WHAT THE TASK REQUIRES. Your response should contain every line from the data below that holds the string "following".

EXERCISE DATA.
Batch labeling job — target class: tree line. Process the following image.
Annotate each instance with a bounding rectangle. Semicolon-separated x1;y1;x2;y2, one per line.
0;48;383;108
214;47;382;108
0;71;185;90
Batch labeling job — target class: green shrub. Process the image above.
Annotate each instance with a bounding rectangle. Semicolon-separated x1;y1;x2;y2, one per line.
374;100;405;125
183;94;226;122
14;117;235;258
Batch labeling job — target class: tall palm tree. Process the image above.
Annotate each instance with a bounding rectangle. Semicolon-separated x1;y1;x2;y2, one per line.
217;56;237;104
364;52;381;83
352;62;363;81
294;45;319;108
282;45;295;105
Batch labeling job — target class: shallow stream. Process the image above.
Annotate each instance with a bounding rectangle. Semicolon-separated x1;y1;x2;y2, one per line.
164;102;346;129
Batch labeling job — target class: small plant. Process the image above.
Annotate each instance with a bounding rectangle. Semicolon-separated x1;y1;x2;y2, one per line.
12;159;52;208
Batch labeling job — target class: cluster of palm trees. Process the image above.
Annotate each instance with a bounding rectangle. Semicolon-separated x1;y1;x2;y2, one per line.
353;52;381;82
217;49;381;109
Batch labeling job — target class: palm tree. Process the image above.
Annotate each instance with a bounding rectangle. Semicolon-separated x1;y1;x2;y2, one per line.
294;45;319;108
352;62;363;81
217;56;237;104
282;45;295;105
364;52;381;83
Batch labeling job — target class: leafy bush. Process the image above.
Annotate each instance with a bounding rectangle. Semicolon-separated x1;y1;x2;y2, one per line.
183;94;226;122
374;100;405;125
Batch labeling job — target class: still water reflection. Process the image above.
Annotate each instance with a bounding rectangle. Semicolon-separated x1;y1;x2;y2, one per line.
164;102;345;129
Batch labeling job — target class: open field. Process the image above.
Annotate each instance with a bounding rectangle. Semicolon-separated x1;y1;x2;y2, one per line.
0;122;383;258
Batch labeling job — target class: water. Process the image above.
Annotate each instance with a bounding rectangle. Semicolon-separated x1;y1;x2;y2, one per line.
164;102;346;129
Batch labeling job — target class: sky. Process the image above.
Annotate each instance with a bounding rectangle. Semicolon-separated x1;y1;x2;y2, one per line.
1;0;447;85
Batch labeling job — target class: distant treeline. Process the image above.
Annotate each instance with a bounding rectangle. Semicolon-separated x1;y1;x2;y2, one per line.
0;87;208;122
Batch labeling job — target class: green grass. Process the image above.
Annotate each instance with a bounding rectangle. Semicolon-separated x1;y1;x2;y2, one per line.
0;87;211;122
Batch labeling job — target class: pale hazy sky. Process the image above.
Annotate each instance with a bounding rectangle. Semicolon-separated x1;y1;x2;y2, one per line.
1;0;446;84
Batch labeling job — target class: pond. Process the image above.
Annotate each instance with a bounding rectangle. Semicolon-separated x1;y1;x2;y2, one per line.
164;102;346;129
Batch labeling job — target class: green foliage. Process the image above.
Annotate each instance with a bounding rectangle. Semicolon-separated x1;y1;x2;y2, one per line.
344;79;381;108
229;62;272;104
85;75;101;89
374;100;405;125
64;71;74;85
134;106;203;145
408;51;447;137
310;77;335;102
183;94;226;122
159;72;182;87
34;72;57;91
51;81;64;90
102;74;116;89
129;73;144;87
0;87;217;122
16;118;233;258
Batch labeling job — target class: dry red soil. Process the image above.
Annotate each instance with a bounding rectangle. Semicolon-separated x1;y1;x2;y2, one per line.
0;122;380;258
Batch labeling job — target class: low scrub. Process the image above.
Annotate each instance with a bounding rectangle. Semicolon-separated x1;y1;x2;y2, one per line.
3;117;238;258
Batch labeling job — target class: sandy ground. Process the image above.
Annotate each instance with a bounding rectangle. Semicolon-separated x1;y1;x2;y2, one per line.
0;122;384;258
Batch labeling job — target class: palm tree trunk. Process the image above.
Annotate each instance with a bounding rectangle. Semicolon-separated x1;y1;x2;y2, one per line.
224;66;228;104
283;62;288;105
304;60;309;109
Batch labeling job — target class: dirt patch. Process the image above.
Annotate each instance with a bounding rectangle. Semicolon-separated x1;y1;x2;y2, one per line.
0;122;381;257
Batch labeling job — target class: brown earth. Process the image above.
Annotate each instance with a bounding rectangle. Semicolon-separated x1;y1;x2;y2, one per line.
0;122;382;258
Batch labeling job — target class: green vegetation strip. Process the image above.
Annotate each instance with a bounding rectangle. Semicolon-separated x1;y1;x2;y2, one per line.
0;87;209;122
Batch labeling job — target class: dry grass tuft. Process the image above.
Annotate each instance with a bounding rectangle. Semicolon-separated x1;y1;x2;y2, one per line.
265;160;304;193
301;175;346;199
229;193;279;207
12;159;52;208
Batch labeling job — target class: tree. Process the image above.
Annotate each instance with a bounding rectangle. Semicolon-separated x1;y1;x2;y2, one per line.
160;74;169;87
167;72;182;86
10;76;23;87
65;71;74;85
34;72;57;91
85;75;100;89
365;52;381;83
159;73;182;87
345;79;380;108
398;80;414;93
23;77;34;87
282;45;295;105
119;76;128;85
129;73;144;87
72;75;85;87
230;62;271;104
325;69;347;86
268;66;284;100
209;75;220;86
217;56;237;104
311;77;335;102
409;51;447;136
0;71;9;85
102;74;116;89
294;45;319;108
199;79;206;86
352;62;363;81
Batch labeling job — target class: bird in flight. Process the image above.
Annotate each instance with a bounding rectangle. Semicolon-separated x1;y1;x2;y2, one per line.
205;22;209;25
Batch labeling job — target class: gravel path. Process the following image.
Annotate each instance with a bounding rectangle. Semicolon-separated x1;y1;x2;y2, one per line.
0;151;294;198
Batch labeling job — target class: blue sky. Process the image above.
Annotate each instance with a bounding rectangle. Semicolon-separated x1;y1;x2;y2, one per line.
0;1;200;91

RESPONSE TO THIS EXERCISE.
Batch labeling job — target class: tree line. Process the following image.
Batch labeling job — target class: gravel path. Process the following image.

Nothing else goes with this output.